CONSIGNES -
a - Dans l'extrait sur la Convention citoyenne pour le climat, réécrivez le passage commençant par « La Convention citoyenne » et se poursuivant jusqu'à « soumise à référendum. », en remplaçant « Constitution » par « loi fondamentale ».
b - Traduisez en anglais cette phrase de l'extrait sur la Convention citoyenne pour le climat : « L'idée des 150 citoyens tirés au sort participant à la Convention est d'adopter une loi créant ce crime qui vise à sanctionner une atteinte grave à l'environnement. »
=== EXTRAIT ===
La Convention citoyenne pour le climat (CCC), lancée par Emmanuel Macron après la crise des Gilets jaunes, a voté dimanche en faveur d'un référendum visant à créer un crime d'écocide dans le droit français. Mais qu'est-ce qu'un écocide ? L'idée des 150 citoyens tirés au sort participant à la Convention est d'adopter une loi créant ce crime qui vise à sanctionner une atteinte grave à l'environnement. Ils souhaitent que cette question, ainsi que l'inscription dans la Constitution de la lutte contre le dérèglement climatique, soit soumise à référendum.
=== DONNÉES PRÉSENTÉES ===
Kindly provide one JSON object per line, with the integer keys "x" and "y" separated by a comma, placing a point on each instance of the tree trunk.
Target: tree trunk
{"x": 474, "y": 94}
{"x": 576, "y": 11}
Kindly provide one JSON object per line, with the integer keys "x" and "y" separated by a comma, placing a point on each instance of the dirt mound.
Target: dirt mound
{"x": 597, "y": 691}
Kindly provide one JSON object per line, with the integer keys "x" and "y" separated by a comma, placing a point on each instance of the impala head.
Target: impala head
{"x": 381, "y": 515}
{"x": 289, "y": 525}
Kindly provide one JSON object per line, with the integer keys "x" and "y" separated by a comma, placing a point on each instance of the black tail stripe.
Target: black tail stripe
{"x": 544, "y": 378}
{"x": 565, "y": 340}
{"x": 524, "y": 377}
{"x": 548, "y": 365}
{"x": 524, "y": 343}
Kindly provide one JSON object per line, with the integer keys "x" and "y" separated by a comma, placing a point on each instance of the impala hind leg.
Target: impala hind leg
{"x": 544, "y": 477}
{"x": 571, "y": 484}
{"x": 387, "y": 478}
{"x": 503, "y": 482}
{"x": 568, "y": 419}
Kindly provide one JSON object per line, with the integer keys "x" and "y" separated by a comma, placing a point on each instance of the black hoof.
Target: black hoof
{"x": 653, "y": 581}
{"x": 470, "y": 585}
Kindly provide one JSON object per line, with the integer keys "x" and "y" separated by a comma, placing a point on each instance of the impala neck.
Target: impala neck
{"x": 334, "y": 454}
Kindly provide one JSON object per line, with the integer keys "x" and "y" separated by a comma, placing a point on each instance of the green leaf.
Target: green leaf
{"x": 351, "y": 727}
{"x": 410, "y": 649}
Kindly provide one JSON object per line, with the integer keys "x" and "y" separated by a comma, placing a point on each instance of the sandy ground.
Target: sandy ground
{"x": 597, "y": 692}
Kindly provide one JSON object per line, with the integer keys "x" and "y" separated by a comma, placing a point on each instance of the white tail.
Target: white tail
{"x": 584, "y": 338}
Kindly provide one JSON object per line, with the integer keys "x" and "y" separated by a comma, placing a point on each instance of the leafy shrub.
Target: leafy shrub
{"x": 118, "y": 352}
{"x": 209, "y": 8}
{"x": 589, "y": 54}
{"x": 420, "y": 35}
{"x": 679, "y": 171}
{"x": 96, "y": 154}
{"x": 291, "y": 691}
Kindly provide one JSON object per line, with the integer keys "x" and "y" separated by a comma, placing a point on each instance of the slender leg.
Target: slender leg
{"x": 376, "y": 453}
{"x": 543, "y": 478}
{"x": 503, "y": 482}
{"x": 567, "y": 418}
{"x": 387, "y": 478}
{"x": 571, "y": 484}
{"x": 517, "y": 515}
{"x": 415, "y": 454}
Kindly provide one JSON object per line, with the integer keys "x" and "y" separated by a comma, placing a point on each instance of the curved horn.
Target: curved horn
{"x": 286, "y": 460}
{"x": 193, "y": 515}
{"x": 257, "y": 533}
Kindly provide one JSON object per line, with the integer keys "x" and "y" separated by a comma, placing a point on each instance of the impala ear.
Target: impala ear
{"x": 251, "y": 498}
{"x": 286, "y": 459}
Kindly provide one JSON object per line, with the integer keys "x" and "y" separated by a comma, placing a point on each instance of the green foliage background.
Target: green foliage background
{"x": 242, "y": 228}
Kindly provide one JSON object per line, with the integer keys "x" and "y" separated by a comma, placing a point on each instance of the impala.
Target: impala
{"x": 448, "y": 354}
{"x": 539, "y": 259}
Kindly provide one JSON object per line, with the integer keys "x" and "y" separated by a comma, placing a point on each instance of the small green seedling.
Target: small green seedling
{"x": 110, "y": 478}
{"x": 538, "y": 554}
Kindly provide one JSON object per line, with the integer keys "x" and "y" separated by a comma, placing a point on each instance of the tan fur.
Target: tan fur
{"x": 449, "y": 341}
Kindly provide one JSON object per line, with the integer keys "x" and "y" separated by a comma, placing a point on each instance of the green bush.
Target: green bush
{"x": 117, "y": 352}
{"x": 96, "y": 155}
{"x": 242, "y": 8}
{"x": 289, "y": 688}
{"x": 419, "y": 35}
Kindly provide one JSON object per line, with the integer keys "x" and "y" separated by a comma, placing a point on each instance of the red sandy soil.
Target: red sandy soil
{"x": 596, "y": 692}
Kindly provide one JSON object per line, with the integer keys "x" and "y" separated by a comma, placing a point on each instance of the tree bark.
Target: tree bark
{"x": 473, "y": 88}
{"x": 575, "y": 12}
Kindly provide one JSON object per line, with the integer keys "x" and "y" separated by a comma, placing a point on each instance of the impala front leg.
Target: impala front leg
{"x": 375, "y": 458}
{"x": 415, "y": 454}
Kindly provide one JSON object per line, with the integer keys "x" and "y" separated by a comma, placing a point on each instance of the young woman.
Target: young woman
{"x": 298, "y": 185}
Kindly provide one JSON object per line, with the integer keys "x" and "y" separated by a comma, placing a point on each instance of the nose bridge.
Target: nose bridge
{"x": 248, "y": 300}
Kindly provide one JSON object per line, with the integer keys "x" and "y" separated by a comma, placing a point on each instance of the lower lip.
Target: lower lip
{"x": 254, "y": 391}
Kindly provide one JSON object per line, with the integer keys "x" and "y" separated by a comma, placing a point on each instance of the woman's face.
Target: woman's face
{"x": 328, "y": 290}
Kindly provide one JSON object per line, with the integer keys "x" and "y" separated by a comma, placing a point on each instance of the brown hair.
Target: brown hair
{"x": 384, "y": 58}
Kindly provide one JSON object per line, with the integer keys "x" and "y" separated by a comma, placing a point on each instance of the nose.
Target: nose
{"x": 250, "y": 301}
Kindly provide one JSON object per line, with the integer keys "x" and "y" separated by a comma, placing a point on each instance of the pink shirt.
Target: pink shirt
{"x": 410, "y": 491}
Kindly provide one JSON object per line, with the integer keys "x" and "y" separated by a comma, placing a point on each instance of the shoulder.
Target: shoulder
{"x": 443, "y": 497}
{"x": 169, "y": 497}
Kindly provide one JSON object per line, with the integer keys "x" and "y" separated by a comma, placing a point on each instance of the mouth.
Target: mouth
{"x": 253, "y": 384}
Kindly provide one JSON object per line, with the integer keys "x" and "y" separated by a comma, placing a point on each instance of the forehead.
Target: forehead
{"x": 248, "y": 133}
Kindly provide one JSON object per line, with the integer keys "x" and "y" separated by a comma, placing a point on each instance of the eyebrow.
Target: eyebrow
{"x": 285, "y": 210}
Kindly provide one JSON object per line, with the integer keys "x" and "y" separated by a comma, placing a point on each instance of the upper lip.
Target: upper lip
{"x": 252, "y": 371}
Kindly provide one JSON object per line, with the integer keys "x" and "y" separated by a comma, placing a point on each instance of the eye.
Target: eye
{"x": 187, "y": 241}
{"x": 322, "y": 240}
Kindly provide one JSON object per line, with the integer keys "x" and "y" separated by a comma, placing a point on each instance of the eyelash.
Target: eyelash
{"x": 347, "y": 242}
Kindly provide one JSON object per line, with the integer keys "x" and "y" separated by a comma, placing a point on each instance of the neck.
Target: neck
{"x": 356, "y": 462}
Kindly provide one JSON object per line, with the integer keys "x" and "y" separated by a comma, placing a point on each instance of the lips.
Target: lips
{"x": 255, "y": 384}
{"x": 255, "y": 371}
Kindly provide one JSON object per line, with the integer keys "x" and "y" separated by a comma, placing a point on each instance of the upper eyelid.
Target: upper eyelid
===
RÉPONSES -
a -
La Convention citoyenne pour le climat (CCC), lancée par Emmanuel Macron après la crise des Gilets jaunes, a voté dimanche en faveur d'un référendum visant à créer un crime d'écocide dans le droit français. Mais qu'est-ce qu'un écocide ? L'idée des 150 citoyens tirés au sort participant à la Convention est d'adopter une loi créant ce crime qui vise à sanctionner une atteinte grave à l'environnement. Ils souhaitent que cette question, ainsi que l'inscription dans la loi fondamentale de la lutte contre le dérèglement climatique, soit soumise à référendum.

b - The idea of the 150 citizens chosen by lot who are taking part in the Convention is to adopt a law creating this crime, which aims to punish serious harm to the environment.